DOCUMENTO FUENTE ::
Como señalamos líneas antes, nadie puede entender lo comprendido por otro si no realiza el proceso
completo del razonamiento de aquel otro. Lo que aperpleja es que las conclusiones sean habitualmente diferentes de las obtenidas por aquel otro. Pareciera que la
diversidad de pensamiento es tan clara como la diversidad fenotípica, es decir, de los rasgos expresos de un
ser viviente. No pocos han imaginado que la solución
para esta diversidad sea la creación de un “método” de
pensamiento, que garantice el que, siguiéndolo, todos
lleguemos a las mismas conclusiones. Inocencia suma.
O la aspiración a una homogeneidad monstruosa. Nada
está garantizado por “métodos”, puesto que tan solo la
idea de “método” no es sino la confesión de la diversidad de la “evidencia” misma: si tal evidencia fuese
evidente para todos, ¿quién habría alguna vez pensado
en algo así como un “método”? Creemos que cualquier
método no es más que una camisa de fuerza y una tiranía ejercida sobre algo o sobre alguien.

TAREAS PROPUESTAS ::
A) Enumera las expresiones con las que el texto sobre el pensamiento y el método define el método o la idea de “método”.
B) Según el texto sobre el pensamiento y el método, ¿con qué otra diversidad se compara la diversidad de pensamiento?
C) Continúa el texto sobre el pensamiento y el método a partir de su última oración.
El material que aparece a continuación es independiente del documento fuente.

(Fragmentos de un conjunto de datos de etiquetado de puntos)

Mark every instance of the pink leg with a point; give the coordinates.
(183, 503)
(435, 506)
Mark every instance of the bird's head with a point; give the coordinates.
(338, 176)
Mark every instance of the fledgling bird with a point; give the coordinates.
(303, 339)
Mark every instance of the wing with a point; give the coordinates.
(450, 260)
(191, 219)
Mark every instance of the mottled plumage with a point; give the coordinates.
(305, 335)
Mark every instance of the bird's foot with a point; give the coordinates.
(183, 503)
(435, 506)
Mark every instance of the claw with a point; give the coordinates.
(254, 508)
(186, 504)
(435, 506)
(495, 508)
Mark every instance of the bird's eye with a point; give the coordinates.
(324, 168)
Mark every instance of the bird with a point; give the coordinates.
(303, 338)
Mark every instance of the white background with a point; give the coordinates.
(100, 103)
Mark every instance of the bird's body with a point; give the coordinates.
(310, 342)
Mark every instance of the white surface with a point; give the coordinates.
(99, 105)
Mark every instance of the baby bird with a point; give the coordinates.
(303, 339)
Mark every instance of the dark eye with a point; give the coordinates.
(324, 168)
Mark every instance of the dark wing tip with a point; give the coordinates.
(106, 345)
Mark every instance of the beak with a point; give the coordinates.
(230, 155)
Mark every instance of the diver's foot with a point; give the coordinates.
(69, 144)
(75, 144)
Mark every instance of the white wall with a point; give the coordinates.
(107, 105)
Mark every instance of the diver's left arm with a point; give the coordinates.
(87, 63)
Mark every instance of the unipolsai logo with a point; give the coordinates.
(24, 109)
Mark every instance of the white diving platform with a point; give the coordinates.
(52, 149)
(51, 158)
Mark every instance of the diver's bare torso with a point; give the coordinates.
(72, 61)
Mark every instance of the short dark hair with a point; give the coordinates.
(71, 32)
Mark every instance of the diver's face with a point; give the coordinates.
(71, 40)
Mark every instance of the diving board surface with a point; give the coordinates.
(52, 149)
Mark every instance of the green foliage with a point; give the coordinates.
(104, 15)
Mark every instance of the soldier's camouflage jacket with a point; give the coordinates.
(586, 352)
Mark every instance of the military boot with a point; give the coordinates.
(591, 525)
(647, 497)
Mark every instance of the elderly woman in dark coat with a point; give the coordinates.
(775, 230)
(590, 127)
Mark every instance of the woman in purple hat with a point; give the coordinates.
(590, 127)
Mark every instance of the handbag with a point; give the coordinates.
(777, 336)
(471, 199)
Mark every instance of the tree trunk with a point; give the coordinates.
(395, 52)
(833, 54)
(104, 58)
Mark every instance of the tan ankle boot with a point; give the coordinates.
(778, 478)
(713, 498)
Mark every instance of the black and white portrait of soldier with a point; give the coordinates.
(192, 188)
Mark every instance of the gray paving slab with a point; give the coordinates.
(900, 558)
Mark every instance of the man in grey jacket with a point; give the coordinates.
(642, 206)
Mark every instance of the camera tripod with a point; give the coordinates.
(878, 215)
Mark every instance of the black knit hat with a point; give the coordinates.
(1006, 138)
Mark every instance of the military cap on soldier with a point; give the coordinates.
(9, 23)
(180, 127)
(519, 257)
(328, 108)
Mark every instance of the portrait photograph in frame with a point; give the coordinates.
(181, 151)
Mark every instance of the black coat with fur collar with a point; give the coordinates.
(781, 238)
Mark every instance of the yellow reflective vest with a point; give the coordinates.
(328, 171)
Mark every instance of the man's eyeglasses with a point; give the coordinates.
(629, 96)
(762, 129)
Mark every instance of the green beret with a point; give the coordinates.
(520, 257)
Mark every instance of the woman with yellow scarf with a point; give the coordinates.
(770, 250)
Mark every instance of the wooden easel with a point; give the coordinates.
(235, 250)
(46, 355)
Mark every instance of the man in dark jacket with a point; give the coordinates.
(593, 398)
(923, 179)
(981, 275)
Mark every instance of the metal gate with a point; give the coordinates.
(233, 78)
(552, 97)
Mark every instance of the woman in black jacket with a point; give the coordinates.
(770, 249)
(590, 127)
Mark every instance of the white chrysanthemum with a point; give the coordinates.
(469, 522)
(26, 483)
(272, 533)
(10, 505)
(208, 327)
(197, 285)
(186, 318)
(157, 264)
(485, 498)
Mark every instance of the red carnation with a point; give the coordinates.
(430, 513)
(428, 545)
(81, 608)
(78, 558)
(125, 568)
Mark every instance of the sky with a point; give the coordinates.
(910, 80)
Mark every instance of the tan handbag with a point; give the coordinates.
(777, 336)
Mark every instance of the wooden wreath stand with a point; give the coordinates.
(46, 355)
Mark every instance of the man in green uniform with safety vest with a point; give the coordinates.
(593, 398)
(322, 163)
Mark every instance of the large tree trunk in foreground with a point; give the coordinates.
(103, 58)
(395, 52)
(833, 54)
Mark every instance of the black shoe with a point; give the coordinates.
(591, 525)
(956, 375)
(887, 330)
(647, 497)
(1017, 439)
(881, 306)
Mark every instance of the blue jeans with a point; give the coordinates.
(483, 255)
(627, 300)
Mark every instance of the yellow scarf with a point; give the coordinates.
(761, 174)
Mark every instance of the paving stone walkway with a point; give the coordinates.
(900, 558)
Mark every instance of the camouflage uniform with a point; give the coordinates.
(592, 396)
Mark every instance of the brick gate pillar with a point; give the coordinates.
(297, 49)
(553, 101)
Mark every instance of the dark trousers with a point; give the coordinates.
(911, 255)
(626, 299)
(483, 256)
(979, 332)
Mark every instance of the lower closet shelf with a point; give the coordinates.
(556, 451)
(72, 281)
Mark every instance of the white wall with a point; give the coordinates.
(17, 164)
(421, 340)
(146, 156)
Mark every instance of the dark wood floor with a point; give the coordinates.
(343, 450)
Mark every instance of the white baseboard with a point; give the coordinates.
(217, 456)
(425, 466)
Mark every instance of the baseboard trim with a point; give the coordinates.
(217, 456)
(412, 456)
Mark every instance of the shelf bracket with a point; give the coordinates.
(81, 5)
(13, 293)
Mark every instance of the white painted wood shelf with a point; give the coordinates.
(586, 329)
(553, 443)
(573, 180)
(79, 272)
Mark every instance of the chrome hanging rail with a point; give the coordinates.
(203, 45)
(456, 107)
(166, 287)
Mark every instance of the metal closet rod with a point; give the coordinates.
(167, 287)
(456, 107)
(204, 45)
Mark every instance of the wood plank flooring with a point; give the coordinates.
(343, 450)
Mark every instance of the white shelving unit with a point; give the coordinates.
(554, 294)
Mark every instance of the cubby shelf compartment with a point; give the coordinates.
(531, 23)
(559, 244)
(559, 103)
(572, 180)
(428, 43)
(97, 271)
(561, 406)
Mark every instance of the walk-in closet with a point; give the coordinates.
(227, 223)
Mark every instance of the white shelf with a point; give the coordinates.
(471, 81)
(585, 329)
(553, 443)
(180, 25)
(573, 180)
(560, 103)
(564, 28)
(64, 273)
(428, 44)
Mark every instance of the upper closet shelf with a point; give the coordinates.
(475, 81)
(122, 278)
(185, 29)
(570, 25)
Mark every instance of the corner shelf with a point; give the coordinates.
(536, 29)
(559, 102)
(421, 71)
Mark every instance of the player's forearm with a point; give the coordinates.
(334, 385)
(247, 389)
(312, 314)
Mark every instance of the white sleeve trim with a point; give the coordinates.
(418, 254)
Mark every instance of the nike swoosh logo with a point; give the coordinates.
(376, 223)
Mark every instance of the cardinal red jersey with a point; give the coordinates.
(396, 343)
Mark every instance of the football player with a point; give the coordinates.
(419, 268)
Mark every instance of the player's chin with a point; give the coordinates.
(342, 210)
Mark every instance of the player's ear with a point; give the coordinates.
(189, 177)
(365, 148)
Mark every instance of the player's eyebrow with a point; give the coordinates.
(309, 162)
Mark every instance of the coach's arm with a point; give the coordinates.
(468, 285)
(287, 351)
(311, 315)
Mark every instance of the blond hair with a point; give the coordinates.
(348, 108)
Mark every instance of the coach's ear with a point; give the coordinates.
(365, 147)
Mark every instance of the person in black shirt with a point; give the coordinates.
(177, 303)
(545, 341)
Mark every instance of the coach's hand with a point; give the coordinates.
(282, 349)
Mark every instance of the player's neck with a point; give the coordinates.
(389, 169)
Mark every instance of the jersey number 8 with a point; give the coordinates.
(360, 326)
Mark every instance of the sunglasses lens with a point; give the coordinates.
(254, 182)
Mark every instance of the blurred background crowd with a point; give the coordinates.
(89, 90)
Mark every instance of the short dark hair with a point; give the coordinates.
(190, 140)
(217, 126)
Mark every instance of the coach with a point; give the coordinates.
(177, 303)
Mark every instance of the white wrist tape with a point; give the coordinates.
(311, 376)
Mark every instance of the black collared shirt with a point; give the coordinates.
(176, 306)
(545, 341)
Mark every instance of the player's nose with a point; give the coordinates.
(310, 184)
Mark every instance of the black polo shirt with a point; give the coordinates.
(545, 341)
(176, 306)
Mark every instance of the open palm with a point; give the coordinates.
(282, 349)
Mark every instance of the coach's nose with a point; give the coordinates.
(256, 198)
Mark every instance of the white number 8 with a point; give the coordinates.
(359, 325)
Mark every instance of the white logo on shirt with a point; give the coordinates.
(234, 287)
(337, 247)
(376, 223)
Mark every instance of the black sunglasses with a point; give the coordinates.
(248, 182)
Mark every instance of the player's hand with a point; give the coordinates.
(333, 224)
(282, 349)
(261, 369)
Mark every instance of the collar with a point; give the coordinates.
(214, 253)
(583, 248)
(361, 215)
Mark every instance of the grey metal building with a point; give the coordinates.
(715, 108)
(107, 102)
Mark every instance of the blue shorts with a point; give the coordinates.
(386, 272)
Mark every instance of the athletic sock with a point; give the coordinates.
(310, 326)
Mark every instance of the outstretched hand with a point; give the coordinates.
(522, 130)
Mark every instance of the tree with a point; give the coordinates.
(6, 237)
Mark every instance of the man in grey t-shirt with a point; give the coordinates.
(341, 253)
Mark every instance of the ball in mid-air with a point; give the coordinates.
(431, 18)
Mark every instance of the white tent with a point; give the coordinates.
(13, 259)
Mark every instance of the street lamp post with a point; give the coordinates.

RESULTADOS OBTENIDOS ::
A)
- La confesión de la diversidad de la “evidencia” misma
- Una camisa de fuerza
- Una tiranía ejercida sobre algo o sobre alguien

B) Con la diversidad fenotípica, es decir, la de los rasgos expresos de un ser viviente.

C)
Lo que Rivera nos está señalando es que “se trata de comprender cómo ve el filósofo la posibilidad de
acceder a la esencia de las cosas, donde la palabra ‘ver’
debe entenderse de un ‘ver-haciendo’, es decir, de un
‘ver’ en el acto mismo del ‘hacer’ intelectual. Esto es
ya, naturalmente, una parte esencial de la filosofía de
cada filósofo. No podemos, pues, separar el problema
de lo que la filosofía signifique para cada filósofo (…)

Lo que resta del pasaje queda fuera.